**DATA FOR PROCESSING**
◆ ◆ ◆ ◆

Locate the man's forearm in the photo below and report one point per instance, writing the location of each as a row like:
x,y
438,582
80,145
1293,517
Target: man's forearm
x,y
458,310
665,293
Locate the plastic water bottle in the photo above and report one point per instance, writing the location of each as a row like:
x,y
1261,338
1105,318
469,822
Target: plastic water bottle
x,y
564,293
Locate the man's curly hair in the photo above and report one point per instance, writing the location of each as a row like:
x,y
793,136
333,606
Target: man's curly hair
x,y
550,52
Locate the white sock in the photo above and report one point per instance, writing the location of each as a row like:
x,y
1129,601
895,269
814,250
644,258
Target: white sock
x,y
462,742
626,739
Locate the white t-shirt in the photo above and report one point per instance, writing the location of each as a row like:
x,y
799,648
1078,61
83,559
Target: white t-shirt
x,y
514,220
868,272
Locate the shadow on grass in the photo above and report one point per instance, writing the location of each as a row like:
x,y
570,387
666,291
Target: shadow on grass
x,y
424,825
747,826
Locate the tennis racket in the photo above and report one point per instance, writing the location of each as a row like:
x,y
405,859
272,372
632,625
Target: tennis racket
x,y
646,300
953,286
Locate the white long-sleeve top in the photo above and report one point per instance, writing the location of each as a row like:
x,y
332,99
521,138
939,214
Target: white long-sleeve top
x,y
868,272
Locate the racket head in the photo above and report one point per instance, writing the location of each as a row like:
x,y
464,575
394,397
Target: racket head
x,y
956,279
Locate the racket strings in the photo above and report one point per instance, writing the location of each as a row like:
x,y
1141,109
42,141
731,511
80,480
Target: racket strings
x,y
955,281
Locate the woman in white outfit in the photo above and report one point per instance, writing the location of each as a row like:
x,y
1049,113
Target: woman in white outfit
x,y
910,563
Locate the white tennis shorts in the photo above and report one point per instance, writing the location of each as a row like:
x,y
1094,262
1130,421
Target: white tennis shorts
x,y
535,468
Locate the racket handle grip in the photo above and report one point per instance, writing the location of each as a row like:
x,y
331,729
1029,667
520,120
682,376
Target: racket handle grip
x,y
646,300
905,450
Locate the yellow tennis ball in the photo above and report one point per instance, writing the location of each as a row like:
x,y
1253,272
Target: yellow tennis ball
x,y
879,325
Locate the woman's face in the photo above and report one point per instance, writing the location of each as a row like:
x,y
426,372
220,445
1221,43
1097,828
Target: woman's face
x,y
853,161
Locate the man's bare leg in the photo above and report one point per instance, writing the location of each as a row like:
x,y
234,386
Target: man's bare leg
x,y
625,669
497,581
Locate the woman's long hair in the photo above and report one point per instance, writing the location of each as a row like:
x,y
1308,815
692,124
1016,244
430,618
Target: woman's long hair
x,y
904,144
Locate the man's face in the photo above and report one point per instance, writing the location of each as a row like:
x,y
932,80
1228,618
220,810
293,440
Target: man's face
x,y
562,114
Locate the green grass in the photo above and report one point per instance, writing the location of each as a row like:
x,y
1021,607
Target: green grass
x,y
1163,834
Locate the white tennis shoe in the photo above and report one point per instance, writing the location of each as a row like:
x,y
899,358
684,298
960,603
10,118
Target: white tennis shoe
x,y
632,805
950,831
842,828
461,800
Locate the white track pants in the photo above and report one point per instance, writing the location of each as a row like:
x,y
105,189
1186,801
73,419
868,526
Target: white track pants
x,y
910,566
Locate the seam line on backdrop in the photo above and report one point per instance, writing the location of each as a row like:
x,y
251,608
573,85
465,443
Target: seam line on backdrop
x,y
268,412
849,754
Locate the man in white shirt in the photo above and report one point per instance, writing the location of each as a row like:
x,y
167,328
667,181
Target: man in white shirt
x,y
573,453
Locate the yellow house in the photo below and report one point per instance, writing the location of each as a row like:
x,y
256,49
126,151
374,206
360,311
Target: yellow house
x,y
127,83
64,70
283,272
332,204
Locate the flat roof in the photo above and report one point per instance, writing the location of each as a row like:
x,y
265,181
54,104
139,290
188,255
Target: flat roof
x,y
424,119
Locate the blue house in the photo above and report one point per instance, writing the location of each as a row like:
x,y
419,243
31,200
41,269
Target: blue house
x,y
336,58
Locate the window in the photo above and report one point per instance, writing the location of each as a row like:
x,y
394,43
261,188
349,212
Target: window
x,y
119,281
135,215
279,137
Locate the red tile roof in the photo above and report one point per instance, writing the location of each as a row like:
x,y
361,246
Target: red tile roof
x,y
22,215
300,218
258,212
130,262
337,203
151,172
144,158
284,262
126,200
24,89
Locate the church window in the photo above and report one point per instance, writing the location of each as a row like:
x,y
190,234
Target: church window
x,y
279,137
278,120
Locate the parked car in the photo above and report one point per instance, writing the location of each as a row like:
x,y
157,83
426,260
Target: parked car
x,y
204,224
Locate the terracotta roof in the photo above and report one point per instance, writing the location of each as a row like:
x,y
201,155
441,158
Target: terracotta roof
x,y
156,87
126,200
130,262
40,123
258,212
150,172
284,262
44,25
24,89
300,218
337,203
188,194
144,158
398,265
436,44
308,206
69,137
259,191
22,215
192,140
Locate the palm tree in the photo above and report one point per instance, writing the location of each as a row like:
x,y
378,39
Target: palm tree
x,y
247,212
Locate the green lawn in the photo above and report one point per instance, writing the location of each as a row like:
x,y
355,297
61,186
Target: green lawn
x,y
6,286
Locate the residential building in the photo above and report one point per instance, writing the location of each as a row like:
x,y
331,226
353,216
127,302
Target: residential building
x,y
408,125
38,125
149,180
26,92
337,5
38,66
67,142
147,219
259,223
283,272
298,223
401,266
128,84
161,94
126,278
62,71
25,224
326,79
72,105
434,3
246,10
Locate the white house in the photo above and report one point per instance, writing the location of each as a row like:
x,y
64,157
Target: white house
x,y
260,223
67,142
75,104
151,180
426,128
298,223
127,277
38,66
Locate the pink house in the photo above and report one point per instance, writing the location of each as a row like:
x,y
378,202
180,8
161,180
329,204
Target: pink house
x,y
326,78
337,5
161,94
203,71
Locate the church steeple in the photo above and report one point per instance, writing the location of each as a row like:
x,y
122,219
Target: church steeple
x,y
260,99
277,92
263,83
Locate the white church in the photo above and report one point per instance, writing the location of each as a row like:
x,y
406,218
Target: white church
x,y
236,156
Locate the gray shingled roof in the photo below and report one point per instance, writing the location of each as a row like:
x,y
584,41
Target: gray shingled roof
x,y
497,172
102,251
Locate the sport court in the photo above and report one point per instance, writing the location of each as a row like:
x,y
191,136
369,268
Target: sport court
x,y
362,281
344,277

◆ ◆ ◆ ◆

**TASK OBJECTIVE**
Reproduce the full set of records precisely.

**FINAL RESULT**
Locate the man's forearm in the photo below and report one point per instance, writing the location of each as a row like:
x,y
438,582
80,145
1293,517
Target: man's forearm
x,y
458,310
665,293
Locate the plastic water bottle in the photo above and report one point per instance, writing the location of each as a row like:
x,y
1261,338
1105,318
469,822
Target: plastic water bottle
x,y
564,293
Locate the man's curly hair in the photo above and report one point per instance, writing the location of each as a row like:
x,y
793,136
333,606
Target: man's curly hair
x,y
550,52
Locate the white sock in the photo above and report one point per instance, writing the location of each as a row like:
x,y
1129,601
895,269
814,250
644,258
Target: white sock
x,y
462,742
626,739
Locate the white t-shirt in the photo above and report one point per instance, writing the location of each as a row like:
x,y
799,648
1078,61
83,559
Target: white t-shirt
x,y
514,220
868,272
Locate the shadow on grass in the photo above and report one point per instance, writing the location of each as a row like:
x,y
570,387
666,291
Target: shadow on grass
x,y
424,825
747,826
Locate the tennis racket in the photo above and report one point per instance, writing the location of each as a row like:
x,y
405,859
272,372
632,625
Target: tennis racket
x,y
646,300
953,286
Locate the white long-sleeve top in the photo above and report one point per instance, writing the location of each as a row like:
x,y
332,99
521,138
939,214
Target: white long-sleeve top
x,y
868,272
Locate the racket head in the photo above and report one point per instance, writing the location of each as a row like:
x,y
464,575
394,397
Target: racket head
x,y
956,279
Locate the racket strings in the photo above and report one point per instance, writing the location of each as a row like:
x,y
1141,109
42,141
731,511
80,480
Target: racket strings
x,y
955,281
Locate the woman in white outfit in the photo above and report one point per instance, writing the location of each as a row like:
x,y
1049,113
Target: woman in white outfit
x,y
910,563
Locate the white tennis shorts in the photo above and report one point per instance, writing the location of each as a row like:
x,y
1094,262
1130,421
Target: white tennis shorts
x,y
535,468
Locate the racket handle grip in the photo above and report one point per instance, writing the location of each as a row like:
x,y
331,729
1029,667
520,120
682,376
Target: racket handle grip
x,y
646,300
905,450
Locate the yellow tennis ball in the photo above and report one point per instance, writing the location of each as a row like:
x,y
1253,272
Target: yellow tennis ball
x,y
879,325
Locate the woman's face in the photo above and report one point per instance, writing the location of each as a row like:
x,y
426,372
220,445
1221,43
1097,828
Target: woman's face
x,y
853,161
Locate the man's bare leg in the photo above and report one point per instance, writing the location of each as a row like:
x,y
234,386
Target: man's bare leg
x,y
625,669
497,581
Locate the woman's long hair in the photo above and report one point per instance, writing the location of each as a row like:
x,y
1308,815
692,124
1016,244
430,618
Target: woman's long hair
x,y
904,144
Locate the man's face in the photo above and report one point per instance, writing the location of each as a row like:
x,y
932,80
1228,618
220,810
293,440
Target: man's face
x,y
562,114
Locate the green grass in the photo above and report one point per instance, writing the location of each as a row like:
x,y
1021,607
Target: green grass
x,y
1163,834
Locate the white tennis shoe in the photo above and report one point per instance, writing the location of each as a row like:
x,y
899,358
684,298
960,603
10,118
Target: white tennis shoe
x,y
632,805
950,831
842,828
461,800
Locate the white track pants in the photo above and report one point per instance, writing the location of each as a row like:
x,y
105,189
1186,801
73,419
868,526
Target: white track pants
x,y
910,566
Locate the seam line on backdrop in the photo above and report one point per instance, writing the location of each as a row like:
x,y
251,608
573,85
465,443
Target: seam line on backdrop
x,y
268,412
849,754
Locate the man in white shirt in the photo above and report one point per instance, writing the location of each as a row like:
x,y
167,328
667,181
Target: man in white shirt
x,y
573,453
Locate the yellow house in the photo below and report one point per instance, writing the location of each as a row like:
x,y
256,49
126,151
374,206
360,311
Target: yellow house
x,y
127,83
64,70
283,272
332,204
Locate the flat roof in the photo above and report one point per instance, writing the location of each as a row like:
x,y
265,181
54,104
139,290
188,255
Target: flat roof
x,y
424,119
Locate the blue house in the photo above and report one point per instance, writing the location of each as a row like:
x,y
419,243
31,200
41,269
Target: blue house
x,y
336,58
Locate the window in the photo above and report one point per instance, writing the location of each as a row like:
x,y
394,43
261,188
349,212
Target: window
x,y
119,281
135,215
279,137
Locate the red tile roof in the photo above and report one point per instance, writing the location of each as a row like:
x,y
361,246
Target: red tile roof
x,y
22,215
300,218
258,212
130,262
337,203
151,172
144,158
284,262
126,200
24,89
Locate the church window in the photo above and report one point per instance, writing the location of each as a row like:
x,y
190,234
Target: church window
x,y
279,137
278,120
Locate the parked car in the photo above and report one point per instance, writing the location of each as a row like:
x,y
157,83
426,260
Target: parked car
x,y
204,224
Locate the terracotta roof in the photo above and report one point per instance, writing the location of each as a row like:
x,y
201,155
441,158
Target: terracotta roof
x,y
156,87
126,200
130,262
40,123
258,212
150,172
284,262
44,25
24,89
300,218
337,203
188,194
144,158
398,265
436,44
308,206
69,137
259,191
22,215
192,140
Locate the palm tree in the photo above and report one point per instance, writing the location of each as a row like:
x,y
378,39
Target: palm tree
x,y
247,212
Locate the green lawn in the photo above and report one point per instance, writing the location of each as a row like:
x,y
355,297
61,186
Target: green lawn
x,y
6,286
Locate the residential building in the photo above and report one point per instance, writing the location of each as a row like:
x,y
331,226
353,216
127,302
Target: residential building
x,y
408,125
38,125
149,180
26,92
337,5
38,66
67,142
147,219
259,223
283,272
298,223
401,266
128,84
161,94
126,278
62,71
25,224
326,79
72,105
434,3
246,10
Locate the white house in the photo above and report one point per instance, writing the location of each as a row like:
x,y
64,157
Target: white house
x,y
260,223
67,142
75,104
151,180
426,128
298,223
127,277
38,66
Locate the pink house in the photo above and report one point per instance, writing the location of each as a row like:
x,y
378,202
180,8
161,180
329,204
Target: pink house
x,y
326,78
337,5
161,94
203,71
Locate the church steeple in the photo above and report one point per instance, writing the location of each as a row like:
x,y
122,219
Target: church steeple
x,y
260,99
277,92
263,83
Locate the white church in the photo above and report one point per instance, writing the location of each as a row like:
x,y
406,218
Target: white church
x,y
236,156
Locate the gray shingled roof in the photo below and report one point per instance, writing the location of each as a row like:
x,y
584,41
Target: gray shingled roof
x,y
497,172
102,251
Locate the sport court in the photo above and report one point per instance, writing the location of each as a row like:
x,y
191,136
369,268
Target: sport court
x,y
362,281
344,277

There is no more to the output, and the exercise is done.